Copy out the stretch from the line containing "TARGET: tree trunk" through the end of the material, swapping every "integer pixels" for "whole-number pixels" and leaving all else as it stands.

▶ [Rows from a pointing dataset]
----------------------------------------

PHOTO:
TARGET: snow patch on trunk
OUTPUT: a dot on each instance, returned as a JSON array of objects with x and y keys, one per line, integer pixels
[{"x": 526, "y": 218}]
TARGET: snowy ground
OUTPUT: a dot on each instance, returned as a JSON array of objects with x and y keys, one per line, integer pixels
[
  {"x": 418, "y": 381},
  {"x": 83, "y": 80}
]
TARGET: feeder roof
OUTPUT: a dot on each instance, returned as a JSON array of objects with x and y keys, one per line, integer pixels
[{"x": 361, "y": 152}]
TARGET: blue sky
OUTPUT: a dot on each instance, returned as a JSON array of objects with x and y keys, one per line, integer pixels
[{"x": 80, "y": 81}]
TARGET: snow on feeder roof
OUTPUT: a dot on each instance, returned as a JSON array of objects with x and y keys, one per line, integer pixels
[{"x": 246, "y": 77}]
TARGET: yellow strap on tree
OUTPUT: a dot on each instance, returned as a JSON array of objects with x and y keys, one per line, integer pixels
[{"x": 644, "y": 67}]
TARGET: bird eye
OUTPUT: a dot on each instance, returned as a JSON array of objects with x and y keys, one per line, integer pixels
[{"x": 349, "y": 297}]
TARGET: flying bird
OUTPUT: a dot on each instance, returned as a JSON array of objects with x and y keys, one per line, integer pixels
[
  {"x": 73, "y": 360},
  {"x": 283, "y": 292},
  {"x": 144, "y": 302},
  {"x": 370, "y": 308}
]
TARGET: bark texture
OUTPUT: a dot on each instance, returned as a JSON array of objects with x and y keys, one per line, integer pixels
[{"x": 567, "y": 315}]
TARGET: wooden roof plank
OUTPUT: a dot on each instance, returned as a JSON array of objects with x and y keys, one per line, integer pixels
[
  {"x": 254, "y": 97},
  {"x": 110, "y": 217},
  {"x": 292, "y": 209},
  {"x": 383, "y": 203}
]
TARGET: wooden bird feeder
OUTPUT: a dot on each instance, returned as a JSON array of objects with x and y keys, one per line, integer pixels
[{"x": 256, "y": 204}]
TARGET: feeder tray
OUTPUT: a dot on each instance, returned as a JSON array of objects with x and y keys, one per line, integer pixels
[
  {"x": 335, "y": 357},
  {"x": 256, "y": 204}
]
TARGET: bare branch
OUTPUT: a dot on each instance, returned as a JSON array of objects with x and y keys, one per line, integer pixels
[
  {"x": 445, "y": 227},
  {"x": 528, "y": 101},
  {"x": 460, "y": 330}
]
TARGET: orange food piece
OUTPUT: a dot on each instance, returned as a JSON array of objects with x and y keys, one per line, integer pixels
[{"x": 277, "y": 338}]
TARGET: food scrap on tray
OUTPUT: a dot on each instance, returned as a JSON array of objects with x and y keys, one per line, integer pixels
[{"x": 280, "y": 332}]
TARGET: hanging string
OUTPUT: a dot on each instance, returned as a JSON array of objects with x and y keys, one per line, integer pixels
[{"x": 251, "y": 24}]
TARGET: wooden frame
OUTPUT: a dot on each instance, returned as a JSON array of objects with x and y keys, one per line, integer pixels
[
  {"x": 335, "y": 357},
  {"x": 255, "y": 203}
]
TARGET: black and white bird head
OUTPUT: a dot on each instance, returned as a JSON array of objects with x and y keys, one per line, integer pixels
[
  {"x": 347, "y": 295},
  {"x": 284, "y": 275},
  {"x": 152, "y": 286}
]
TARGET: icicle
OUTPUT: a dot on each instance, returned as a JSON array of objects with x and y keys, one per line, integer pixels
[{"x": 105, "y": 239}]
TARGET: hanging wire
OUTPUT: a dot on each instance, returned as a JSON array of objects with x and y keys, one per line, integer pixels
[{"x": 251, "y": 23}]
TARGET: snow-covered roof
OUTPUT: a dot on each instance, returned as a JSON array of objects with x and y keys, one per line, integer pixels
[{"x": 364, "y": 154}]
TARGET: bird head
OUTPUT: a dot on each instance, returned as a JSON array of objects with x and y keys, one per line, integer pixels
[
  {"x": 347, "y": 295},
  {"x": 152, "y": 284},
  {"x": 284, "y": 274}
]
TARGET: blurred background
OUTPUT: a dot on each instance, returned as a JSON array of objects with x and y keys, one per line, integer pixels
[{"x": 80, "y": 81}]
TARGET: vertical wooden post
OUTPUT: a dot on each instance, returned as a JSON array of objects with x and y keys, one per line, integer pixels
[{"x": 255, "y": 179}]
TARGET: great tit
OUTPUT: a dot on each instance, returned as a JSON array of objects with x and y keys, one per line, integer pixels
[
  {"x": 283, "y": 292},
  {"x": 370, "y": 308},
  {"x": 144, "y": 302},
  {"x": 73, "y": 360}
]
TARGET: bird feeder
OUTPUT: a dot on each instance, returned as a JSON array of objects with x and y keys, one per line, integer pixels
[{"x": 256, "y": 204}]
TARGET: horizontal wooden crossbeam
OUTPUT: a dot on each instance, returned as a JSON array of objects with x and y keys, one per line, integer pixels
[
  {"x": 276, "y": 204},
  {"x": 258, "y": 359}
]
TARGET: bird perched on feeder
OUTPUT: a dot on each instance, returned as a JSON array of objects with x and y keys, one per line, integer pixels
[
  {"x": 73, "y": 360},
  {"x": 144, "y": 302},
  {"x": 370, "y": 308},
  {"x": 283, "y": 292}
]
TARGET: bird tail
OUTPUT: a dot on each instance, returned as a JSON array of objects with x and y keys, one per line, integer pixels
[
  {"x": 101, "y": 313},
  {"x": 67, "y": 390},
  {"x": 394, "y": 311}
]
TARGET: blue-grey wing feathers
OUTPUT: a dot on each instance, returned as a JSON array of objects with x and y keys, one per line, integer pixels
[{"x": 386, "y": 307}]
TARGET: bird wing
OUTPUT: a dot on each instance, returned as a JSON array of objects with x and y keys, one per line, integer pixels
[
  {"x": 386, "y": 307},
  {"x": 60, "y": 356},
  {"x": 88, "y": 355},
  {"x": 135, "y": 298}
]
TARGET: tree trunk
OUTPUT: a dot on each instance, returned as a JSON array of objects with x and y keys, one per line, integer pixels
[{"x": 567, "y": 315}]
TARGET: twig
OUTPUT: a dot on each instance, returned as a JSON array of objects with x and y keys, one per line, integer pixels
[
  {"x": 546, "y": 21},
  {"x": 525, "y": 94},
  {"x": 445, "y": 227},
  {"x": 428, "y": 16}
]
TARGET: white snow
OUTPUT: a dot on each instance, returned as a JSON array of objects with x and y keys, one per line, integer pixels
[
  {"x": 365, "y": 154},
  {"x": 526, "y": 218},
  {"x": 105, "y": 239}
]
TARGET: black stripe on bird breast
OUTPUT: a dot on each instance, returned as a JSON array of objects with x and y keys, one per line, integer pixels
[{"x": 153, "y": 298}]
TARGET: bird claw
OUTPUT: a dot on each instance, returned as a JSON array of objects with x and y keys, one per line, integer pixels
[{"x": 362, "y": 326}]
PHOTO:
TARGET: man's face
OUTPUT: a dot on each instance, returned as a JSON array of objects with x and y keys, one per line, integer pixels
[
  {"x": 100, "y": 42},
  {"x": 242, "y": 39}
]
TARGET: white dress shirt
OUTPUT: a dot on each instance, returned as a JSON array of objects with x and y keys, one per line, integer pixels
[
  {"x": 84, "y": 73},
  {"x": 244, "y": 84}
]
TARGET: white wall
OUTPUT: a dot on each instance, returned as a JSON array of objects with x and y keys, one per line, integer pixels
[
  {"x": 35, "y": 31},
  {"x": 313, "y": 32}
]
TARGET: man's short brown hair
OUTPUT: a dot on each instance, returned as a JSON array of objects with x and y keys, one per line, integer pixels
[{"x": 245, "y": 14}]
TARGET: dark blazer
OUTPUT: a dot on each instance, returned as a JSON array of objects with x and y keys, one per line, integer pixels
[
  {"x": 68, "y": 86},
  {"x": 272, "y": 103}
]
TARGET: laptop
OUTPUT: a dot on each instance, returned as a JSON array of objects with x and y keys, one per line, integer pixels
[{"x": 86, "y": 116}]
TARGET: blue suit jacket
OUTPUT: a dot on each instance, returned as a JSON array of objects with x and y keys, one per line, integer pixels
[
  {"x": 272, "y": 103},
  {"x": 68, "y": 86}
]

----------------------------------------

▶ [Task answer]
TARGET: tree trunk
OUTPUT: a dot on each instance, returned as a JSON array of objects with x and y keys, one per line, whole-number pixels
[{"x": 567, "y": 315}]
TARGET: twig
OUTPUT: a dot on each instance, returned as a JSON array of objects with x and y keys, one per line, whole-number pixels
[
  {"x": 546, "y": 21},
  {"x": 525, "y": 94},
  {"x": 445, "y": 227},
  {"x": 428, "y": 16}
]
TARGET: white snow
OUTPUT: a dot on each instance, returned as a JSON array of objects with x and y keys, one per line, whole-number pixels
[
  {"x": 365, "y": 154},
  {"x": 526, "y": 218},
  {"x": 105, "y": 239}
]
TARGET: black stripe on bird breast
OUTPUT: a dot on each instance, returned as a JSON array of objects with x and y keys, one per line, whole-number pixels
[{"x": 153, "y": 298}]
TARGET: bird claw
OUTPUT: a dot on each instance, returned as a JSON array of objects with x and y keys, one per line, whole-number pixels
[{"x": 362, "y": 326}]
PHOTO:
TARGET: man's face
OUTPUT: a dot on each instance, returned as a JSON array of objects with x and y keys, one per line, whole-number pixels
[
  {"x": 100, "y": 42},
  {"x": 242, "y": 39}
]
TARGET: white dress shirt
OUTPUT: a dot on each instance, returned as a JSON array of objects with x and y keys, one per line, whole-number pixels
[
  {"x": 84, "y": 73},
  {"x": 244, "y": 84}
]
TARGET: white wall
OUTPUT: a dot on each instance, returned as a JSON array of objects with x and y keys, one per line, whole-number pixels
[
  {"x": 35, "y": 31},
  {"x": 313, "y": 32}
]
TARGET: man's short brown hair
OUTPUT: a dot on each instance, returned as a JSON array of objects with x and y keys, one per line, whole-number pixels
[{"x": 245, "y": 14}]
TARGET: dark blazer
OUTPUT: a dot on each instance, returned as a JSON array of objects with x and y keys, one per line, whole-number pixels
[
  {"x": 68, "y": 86},
  {"x": 272, "y": 103}
]
TARGET: laptop
OUTPUT: a dot on each instance, returned as a JSON array of objects with x and y keys, one per line, whole-number pixels
[{"x": 86, "y": 116}]
TARGET: blue suit jacket
OUTPUT: a dot on each instance, returned as a JSON array of objects with x and y keys, one per line, whole-number pixels
[
  {"x": 272, "y": 103},
  {"x": 68, "y": 86}
]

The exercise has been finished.